THE REQUEST ->
Copy the data precisely, keeping every character.

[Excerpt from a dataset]
.....
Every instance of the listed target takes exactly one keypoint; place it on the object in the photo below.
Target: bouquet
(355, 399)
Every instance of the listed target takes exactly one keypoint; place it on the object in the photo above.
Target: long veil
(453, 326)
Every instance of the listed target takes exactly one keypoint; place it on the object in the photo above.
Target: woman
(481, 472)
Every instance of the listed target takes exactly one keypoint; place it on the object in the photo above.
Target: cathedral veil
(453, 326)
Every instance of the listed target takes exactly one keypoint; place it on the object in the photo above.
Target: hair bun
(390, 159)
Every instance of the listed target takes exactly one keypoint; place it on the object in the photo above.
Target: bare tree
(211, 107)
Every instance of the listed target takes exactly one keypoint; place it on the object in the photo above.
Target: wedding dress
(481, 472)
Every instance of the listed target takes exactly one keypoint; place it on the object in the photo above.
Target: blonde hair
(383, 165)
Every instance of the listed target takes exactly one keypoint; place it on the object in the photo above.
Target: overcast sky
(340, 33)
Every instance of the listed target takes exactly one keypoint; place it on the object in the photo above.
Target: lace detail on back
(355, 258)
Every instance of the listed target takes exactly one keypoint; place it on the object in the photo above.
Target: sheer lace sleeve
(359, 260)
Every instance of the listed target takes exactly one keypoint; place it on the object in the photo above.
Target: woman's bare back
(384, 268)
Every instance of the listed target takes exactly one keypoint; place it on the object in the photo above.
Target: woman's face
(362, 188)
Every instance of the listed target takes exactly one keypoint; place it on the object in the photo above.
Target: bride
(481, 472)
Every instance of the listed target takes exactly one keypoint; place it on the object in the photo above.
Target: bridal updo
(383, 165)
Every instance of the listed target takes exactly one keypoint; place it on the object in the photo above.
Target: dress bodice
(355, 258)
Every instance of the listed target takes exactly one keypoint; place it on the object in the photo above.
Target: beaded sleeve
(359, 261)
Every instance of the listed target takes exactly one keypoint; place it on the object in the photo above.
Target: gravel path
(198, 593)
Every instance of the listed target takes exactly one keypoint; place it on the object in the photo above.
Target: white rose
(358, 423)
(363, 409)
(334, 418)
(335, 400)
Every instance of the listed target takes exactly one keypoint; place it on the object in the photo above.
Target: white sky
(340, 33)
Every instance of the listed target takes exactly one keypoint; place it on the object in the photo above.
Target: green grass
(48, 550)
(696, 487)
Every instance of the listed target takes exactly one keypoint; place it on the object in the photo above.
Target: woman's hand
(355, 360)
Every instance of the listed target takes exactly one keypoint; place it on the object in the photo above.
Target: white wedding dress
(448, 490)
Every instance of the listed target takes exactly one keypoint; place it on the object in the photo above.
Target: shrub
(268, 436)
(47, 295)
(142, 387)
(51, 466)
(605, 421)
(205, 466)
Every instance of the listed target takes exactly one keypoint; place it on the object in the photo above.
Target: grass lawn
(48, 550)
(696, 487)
.....
SOLUTION FOR THIS TASK ->
Every instance of the listed target takes exactly one keypoint; place it on the object in the photo below.
Target: bouquet
(355, 399)
Every instance of the listed target takes exactly one keypoint; place it on the object in the photo above.
Target: long veil
(453, 326)
Every instance of the listed target takes exactly one keypoint; place it on the object in the photo above.
Target: woman
(481, 472)
Every instance of the listed target takes exactly one keypoint; place it on the object in the photo above.
Target: cathedral veil
(453, 326)
Every instance of the listed target takes exactly one keypoint; place it on the object in the photo above.
Target: hair bun
(390, 159)
Every instance of the listed target takes exactly one keypoint; place it on the object in the photo above.
Target: bare tree
(211, 107)
Every instance of the listed target takes exactly one keypoint; place it on the object in the photo above.
Target: wedding dress
(481, 472)
Every instance of the listed target takes exactly one keypoint; place it on the object in the photo above.
Target: blonde hair
(383, 165)
Every instance of the listed target takes exactly one keypoint; place it on the object in the photo above.
Target: overcast sky
(340, 33)
Every instance of the listed target takes exactly one keypoint; place it on the object in the photo above.
Target: lace detail on back
(355, 258)
Every instance of the listed target takes exactly one keypoint; place it on the object in the photo above.
Target: sheer lace sleeve
(359, 260)
Every instance of the listed target takes exactly one keypoint; place it on the object in the photo above.
Target: woman's bare back
(384, 268)
Every instance of the listed target takes exactly one keypoint; place it on the object in the photo above.
Target: woman's face
(362, 188)
Every instance of the listed target takes exactly one keypoint; place it on the object in the photo above.
Target: bride
(481, 472)
Every instance of the listed target takes exactly one keypoint; place it on the object in the photo above.
Target: bridal updo
(383, 165)
Every instance of the listed target takes exactly one keypoint; place it on the object in the photo above.
Target: dress bodice
(355, 258)
Every instance of the listed target takes exactly one keypoint; place it on the object in the photo above.
Target: beaded sleeve
(359, 261)
Every instance of the listed target takes exactly one keypoint; place it on the object in the photo above.
Target: gravel path
(198, 593)
Every instance of the listed target takes exactly one keypoint; place it on the object in the photo above.
Target: white rose
(358, 423)
(363, 409)
(334, 418)
(335, 400)
Every instance of the listed target takes exactly one keypoint; place it on the object in the photo above.
Target: white sky
(340, 33)
Every instance of the listed target takes exactly one keypoint; place it on the object in the photo above.
Target: green grass
(48, 550)
(696, 487)
Every instance of the listed target takes exactly one keypoint; place it on the object in the photo above.
Target: woman's hand
(355, 360)
Every instance of the listed target takes exactly one keypoint; place it on the object in the photo above.
Target: white wedding dress
(448, 490)
Every instance of the listed target takes exactly one keypoint; place it on the object in the photo above.
Target: shrub
(268, 436)
(47, 295)
(142, 387)
(51, 466)
(605, 421)
(205, 466)
Every instance of the listed target takes exactly one keypoint; place it on the object in the photo above.
Target: grass lawn
(48, 550)
(696, 487)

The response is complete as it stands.